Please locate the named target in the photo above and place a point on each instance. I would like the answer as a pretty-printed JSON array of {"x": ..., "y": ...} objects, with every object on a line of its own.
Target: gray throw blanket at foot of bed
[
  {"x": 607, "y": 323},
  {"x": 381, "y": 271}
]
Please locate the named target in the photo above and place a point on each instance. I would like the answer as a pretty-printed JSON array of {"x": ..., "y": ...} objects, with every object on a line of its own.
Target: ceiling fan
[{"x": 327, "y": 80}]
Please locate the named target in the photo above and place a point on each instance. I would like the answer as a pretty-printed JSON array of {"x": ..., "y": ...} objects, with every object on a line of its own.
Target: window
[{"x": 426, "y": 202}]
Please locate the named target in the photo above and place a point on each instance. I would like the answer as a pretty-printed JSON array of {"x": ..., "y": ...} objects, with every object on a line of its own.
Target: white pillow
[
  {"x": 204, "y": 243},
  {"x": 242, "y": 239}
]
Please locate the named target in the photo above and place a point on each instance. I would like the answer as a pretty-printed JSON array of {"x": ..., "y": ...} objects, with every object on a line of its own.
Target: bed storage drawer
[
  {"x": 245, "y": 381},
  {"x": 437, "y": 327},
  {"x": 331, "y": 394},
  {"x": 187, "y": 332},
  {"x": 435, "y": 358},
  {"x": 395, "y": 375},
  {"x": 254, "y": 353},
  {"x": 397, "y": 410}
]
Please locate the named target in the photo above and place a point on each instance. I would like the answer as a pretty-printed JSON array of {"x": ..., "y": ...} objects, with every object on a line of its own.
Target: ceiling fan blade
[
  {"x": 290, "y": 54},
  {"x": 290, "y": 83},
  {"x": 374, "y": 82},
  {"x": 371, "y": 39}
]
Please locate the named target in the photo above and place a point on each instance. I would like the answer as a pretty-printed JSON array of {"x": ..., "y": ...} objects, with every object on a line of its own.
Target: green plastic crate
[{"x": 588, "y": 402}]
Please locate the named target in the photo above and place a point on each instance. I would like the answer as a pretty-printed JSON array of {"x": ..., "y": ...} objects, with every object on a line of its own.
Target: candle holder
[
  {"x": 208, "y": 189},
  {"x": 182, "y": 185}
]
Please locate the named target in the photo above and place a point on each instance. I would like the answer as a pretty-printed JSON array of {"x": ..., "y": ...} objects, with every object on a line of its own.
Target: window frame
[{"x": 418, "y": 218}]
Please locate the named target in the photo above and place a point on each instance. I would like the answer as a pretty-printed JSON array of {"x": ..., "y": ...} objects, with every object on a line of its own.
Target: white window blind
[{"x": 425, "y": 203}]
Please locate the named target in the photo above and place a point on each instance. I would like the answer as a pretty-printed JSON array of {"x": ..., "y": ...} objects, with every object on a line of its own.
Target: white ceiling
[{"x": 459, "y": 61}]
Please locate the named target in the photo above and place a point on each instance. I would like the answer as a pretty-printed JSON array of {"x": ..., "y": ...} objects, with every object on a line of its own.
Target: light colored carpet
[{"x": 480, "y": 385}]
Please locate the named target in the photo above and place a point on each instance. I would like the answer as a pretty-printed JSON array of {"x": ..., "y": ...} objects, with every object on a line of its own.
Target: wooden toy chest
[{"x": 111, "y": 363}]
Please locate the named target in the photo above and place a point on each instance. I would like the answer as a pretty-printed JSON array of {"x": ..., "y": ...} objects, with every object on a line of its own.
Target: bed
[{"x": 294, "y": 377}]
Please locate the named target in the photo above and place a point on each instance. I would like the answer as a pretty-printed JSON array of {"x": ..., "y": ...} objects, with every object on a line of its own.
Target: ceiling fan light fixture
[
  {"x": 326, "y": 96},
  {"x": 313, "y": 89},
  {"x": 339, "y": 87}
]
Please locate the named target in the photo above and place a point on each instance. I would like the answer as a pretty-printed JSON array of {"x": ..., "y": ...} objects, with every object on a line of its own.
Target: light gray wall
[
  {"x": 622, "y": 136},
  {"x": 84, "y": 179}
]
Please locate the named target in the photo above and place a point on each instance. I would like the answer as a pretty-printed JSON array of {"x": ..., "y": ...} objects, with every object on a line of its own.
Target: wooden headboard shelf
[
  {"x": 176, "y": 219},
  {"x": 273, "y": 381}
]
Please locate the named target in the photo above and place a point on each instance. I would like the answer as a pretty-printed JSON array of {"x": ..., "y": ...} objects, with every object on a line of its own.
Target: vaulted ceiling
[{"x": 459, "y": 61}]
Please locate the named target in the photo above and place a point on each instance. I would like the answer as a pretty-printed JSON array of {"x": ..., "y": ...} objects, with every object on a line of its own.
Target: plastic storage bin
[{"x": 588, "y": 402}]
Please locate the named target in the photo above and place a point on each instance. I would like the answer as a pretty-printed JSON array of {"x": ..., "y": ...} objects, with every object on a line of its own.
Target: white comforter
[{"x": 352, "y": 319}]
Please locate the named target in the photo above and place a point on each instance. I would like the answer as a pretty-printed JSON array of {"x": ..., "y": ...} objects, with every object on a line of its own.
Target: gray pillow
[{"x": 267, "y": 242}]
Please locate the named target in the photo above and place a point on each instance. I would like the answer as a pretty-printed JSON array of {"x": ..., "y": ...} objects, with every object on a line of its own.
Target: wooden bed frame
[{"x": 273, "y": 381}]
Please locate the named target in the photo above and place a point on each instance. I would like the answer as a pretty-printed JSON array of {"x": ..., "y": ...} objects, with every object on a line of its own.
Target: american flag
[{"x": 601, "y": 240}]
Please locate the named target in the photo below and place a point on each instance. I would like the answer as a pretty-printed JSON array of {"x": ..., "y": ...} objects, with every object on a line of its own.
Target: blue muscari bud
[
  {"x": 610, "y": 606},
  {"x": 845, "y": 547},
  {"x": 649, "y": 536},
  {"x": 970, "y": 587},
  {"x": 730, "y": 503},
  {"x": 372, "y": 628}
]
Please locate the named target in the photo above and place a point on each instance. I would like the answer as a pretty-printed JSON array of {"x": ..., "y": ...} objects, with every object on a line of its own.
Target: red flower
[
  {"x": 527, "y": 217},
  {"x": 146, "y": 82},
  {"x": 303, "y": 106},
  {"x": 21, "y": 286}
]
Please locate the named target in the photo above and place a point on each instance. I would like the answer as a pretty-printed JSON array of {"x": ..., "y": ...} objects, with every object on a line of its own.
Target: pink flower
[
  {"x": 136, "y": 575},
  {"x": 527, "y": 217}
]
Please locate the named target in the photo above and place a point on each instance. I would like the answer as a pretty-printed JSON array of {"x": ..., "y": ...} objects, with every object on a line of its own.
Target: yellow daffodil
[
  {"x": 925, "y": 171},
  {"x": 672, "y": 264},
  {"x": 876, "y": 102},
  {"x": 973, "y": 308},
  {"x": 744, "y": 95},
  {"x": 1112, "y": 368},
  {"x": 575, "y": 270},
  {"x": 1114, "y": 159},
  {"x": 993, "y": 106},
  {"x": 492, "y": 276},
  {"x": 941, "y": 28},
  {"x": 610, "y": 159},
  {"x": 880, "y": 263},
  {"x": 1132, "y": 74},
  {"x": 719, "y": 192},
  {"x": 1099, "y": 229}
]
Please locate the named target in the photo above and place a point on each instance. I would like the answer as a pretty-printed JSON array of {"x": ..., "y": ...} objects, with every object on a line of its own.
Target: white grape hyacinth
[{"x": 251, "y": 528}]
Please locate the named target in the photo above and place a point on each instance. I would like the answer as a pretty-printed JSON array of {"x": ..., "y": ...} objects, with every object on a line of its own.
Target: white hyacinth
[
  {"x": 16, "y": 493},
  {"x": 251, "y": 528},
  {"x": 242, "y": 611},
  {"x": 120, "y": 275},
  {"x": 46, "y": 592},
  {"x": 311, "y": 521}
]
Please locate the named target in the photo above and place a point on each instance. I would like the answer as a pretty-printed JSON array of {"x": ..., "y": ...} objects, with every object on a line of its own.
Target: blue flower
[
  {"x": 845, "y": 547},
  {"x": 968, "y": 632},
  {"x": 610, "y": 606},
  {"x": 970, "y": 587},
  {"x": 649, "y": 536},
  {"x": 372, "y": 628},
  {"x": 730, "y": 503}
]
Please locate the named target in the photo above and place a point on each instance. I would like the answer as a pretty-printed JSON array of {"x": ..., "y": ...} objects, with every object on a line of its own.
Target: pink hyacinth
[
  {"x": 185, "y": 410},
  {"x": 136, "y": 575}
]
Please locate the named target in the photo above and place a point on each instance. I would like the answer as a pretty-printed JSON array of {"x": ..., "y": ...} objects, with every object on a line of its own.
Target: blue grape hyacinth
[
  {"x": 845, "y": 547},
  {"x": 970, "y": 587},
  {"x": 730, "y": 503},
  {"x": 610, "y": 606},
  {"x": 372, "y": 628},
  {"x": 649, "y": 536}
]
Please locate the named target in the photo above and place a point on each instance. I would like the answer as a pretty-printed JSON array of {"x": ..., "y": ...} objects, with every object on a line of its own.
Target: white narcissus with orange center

**EXERCISE REQUIREMENTS**
Write out each line above that contains the word "blue".

**EXPECTED ANSWER**
Target: blue muscari bud
Target: blue flower
Target: blue grape hyacinth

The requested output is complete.